▸ INSTRUCTIONS
A - According to the article about actress Charlotte Cornwell, how much in damages did the jury award her after the week-long trial?
B - Carry on the article about actress Charlotte Cornwell, starting right after its last sentence.

▸ PAGE EXCERPT

Rock Folly ruined by review that gave her the bum’s rush: She was the darling of 70s TV… but then Charlotte Cornwell, who has died aged 71, took on a vicious critic. She won – but ended up losing her home and having a breakdown
- Actress Charlotte Cornwell died at the age of 71 following a battle with cancer
- For those of certain age, first thing that springs to mind about her is her bottom
- Sunday People’s TV reviewer Nina Myskow wrote controversial review about her
- Charlotte claimed the review was a ‘vulgar and vindictive personal attack’
- Week-long trial, jury found in Charlotte’s favour and awarded £10,000 damages
Charlotte Cornwell was a magnificent stage actress, a leading member of both the RSC and National Theatre, and a star of the Bafta award-winning TV series Rock Follies.
She was a wonderful singer, a committed social activist and the younger half-sister of writer John le Carre — who used her as the inspiration for Charlie, the lead character of his 1983 spy novel The Little Drummer Girl.

▸ THE DATA
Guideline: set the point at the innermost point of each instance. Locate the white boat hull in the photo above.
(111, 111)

▸ WRITTEN RESPONSES
A - £10,000

B -
So it’s rather a shame that, for those of a certain age, the very first thing that springs to mind when Charlotte’s name crops up is — her bottom.
Or, more accurately, the legal dispute over the size of it, which ran on and on and nearly bankrupted her.
It was 1985 and Charlotte — who has died, aged 71 — was playing a brash, washed-up middle-aged rock star in the TV series No Excuses. She’d played the same role in the stage version and been lauded by critics for her ‘enormous power and persuasion’.
But Nina Myskow, the Sunday People’s caustic TV reviewer, was rather less keen. ‘As a middle-aged star, all Miss Cornwell has going for her is her age,’ she wrote in her Wally of the Week column. ‘She can’t sing, her bum is too big and she has the sort of stage presence that jams lavatories.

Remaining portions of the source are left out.